WRITTEN REQUEST
Pick out and copy every line in the records below that contains the word "measured", matching case exactly.

DATASET RECORDS
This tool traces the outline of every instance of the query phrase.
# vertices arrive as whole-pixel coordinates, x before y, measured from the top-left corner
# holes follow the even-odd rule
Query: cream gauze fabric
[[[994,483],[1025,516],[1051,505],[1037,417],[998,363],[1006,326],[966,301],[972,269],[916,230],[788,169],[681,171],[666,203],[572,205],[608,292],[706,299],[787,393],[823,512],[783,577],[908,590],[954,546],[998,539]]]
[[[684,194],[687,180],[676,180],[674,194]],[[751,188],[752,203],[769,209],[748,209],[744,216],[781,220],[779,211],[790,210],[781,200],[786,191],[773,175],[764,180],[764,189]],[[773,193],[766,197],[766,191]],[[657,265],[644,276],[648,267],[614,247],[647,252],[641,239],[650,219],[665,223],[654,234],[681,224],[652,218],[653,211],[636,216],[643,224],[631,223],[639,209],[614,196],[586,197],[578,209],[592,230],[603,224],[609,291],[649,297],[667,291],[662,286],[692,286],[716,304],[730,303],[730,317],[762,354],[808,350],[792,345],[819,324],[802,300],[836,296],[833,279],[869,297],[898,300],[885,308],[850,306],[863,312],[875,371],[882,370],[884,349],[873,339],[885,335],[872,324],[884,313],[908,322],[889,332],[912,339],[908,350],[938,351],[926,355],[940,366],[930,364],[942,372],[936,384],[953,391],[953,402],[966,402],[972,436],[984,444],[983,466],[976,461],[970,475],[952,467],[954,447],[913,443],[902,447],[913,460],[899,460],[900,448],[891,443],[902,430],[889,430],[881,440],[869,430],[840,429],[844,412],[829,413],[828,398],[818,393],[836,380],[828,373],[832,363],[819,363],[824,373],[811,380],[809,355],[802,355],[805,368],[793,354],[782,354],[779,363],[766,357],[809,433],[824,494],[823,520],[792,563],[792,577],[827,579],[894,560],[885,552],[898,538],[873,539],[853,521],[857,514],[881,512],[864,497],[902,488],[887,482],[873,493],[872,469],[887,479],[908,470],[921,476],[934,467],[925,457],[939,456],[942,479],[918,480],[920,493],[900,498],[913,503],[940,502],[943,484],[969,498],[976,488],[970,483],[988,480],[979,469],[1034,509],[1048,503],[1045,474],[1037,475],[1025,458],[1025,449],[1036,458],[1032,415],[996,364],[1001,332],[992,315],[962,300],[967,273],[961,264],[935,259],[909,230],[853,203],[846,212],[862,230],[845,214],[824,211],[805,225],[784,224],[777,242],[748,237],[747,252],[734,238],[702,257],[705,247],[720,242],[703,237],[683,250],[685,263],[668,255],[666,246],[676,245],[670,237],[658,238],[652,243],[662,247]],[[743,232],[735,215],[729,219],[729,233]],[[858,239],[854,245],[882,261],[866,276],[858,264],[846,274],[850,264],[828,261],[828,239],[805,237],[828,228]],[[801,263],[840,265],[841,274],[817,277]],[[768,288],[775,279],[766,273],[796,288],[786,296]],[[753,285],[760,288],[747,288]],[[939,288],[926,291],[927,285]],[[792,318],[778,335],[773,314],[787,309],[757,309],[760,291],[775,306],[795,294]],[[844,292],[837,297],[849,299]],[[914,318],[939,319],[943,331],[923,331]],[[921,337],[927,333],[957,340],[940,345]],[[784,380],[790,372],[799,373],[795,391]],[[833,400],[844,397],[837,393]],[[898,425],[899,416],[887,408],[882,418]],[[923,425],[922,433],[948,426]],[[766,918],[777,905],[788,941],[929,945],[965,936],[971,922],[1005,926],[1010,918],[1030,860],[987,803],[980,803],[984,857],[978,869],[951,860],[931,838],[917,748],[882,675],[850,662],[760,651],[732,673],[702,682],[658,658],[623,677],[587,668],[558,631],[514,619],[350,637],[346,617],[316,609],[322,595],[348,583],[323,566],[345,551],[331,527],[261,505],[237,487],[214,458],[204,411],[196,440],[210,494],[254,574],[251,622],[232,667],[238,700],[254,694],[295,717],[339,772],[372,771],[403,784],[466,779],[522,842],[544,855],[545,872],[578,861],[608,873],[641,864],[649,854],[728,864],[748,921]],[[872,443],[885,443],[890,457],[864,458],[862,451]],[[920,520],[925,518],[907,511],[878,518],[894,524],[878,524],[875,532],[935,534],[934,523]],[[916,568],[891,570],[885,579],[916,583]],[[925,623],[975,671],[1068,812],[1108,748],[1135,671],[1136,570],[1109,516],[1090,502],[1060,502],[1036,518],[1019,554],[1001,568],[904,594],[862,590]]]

ANSWER
# vertices arrive as whole-pixel coordinates, x before y, measured from the top-left corner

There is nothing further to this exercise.